====== 引用段落

首页 -> 2007年第2期

牛津岁月

作者:汉弗瑞·卡彭特




  ……那是肯定的,就像风
  会从云端带来云雀的歌声,而不是雨,
  我会又一次了解欲望的意义吗;
  低坝上无知无觉的轰响之上的阳光
  也不能改变从前——无论我是什么,
  我知道这个。然而在这短暂的时刻
  我是满足的、灼热的、没有思想的……
  
  然而,他的大多数朋友都认为他是完全没有罪恶感的,就像他完全不受禁忌的约束一样。所有这些都是他让自己成为艺术家的计划之一部分。斯蒂芬•斯彭德(在牛津稍后一些时间才认识奥登)观察到:“有自知之明,完全缺乏约束和罪恶感,这对于实现他的目标是绝对必要的。”
  他当然有自知之明,或者他相信他有。他非常精通弗洛伊德的理论。他完全不会吹嘘他的性事技巧,而把这种性混乱归因于他要弥补其阴茎短小的愿望——他相信对于这一点,他已经有了一种情结。在另一方面,如果他不自夸的话,他当然就会喜欢聊聊他自己和他的朋友的风流韵事——尽管后来对于他自己的事情他变得谨慎多了。

============
====== 提供材料

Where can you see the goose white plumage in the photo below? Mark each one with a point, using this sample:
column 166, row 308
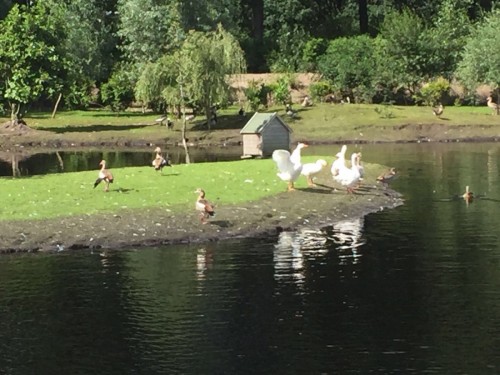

============

任务要求:
在引用段落中,斯蒂芬·斯彭德认为哪些品质对实现目标绝对必要?

书面回答:
他认为有自知之明,以及完全缺乏约束和罪恶感,对实现目标是绝对必要的。